- **EXERCISE OBJECTIVE**
Each entry in the material below should be copied without any alteration.

- **DATASET EXCERPTS**
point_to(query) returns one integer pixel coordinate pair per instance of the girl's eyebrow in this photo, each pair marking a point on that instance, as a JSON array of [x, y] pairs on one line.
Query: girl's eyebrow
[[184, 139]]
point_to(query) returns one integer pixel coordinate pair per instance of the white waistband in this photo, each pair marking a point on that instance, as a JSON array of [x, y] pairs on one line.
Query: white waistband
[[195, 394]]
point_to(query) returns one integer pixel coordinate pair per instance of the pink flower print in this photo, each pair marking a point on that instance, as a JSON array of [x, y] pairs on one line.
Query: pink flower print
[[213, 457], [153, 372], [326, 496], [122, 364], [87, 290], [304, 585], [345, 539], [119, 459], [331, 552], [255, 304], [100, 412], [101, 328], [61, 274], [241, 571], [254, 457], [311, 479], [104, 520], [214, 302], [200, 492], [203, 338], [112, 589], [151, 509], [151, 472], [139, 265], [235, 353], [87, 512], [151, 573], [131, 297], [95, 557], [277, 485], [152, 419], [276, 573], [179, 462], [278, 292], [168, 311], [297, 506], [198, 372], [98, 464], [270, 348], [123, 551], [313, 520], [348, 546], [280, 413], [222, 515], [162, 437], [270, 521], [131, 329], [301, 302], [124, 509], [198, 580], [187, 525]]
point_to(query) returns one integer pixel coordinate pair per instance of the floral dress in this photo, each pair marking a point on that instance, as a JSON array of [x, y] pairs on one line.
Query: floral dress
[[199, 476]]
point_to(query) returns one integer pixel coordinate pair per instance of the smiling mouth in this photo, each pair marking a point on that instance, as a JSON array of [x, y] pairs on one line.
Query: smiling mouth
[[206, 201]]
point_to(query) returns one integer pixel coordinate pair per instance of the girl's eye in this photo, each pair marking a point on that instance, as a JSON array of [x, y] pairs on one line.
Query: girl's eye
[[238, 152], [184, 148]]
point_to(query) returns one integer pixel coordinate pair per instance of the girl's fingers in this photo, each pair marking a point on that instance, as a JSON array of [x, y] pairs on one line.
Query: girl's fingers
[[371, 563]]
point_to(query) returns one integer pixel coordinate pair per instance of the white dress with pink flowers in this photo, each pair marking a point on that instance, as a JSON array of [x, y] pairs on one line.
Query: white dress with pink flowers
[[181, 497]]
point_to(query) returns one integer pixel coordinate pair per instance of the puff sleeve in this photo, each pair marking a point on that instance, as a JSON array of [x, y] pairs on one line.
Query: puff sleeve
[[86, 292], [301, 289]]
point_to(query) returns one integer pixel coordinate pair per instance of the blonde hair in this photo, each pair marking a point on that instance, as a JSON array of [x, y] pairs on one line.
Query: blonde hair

- **OUTPUT OF THE TASK**
point_to(query) returns one integer pixel coordinate pair per instance of the girl's eyebrow in this photo, each pair marking a point on that instance, as a JSON array of [x, y] pairs on one line.
Query: girl's eyebrow
[[184, 139]]
point_to(query) returns one integer pixel coordinate pair per instance of the white waistband in this photo, each pair marking a point on that instance, as a JSON array of [x, y] pairs on one line.
Query: white waistband
[[195, 394]]
point_to(query) returns one integer pixel coordinate pair per instance of the pink flower print in this photo, each pair marking a point on that instance, as a JSON array of [x, y] pairs on one line.
Query: pink flower print
[[213, 457], [153, 372], [326, 496], [122, 364], [87, 290], [304, 585], [345, 539], [119, 459], [331, 552], [255, 304], [100, 412], [101, 328], [61, 274], [241, 571], [254, 457], [311, 479], [104, 520], [214, 302], [200, 492], [203, 338], [112, 589], [151, 509], [151, 472], [139, 265], [235, 353], [87, 512], [151, 573], [131, 297], [95, 557], [277, 485], [152, 419], [276, 573], [179, 462], [278, 292], [168, 311], [297, 506], [198, 372], [98, 464], [270, 348], [123, 551], [313, 520], [348, 546], [280, 413], [222, 515], [162, 437], [270, 521], [131, 329], [301, 302], [124, 509], [198, 580], [187, 525]]
point_to(query) returns one integer pixel coordinate pair per instance of the floral dress in this photo, each pair marking a point on that instance, as a JSON array of [x, y] pairs on one line.
Query: floral dress
[[199, 476]]
point_to(query) returns one integer pixel coordinate pair per instance of the smiling mouth in this photo, each pair marking a point on that instance, as a JSON array of [x, y] pairs on one line.
Query: smiling mouth
[[206, 201]]
point_to(query) returns one integer pixel coordinate pair per instance of the girl's eye in this photo, each pair marking a point on that instance, as a JSON array of [x, y] pairs on one line.
Query: girl's eye
[[238, 152], [184, 148]]
point_to(query) returns one integer pixel coordinate pair per instance of the girl's fingers in this photo, each pair marking a point on that instance, as a JSON array of [x, y] pairs on one line.
Query: girl's fingers
[[371, 563]]
point_to(query) returns one integer pixel coordinate pair per instance of the white dress with pink flowers in this photo, each pair marking a point on that instance, as a JSON array of [x, y] pairs on one line.
Query: white dress with pink flowers
[[181, 497]]
point_to(query) returns one integer pixel coordinate pair per instance of the puff sleeve in this photo, each pair marking a point on that instance, as a JSON array of [x, y] pairs on one line.
Query: puff sleeve
[[86, 292], [301, 289]]
point_to(query) returns one integer pixel coordinate pair per instance of the blonde hair in this photo, each pair marking a point on that instance, as a JSON array of [x, y] pairs on one line.
Query: blonde hair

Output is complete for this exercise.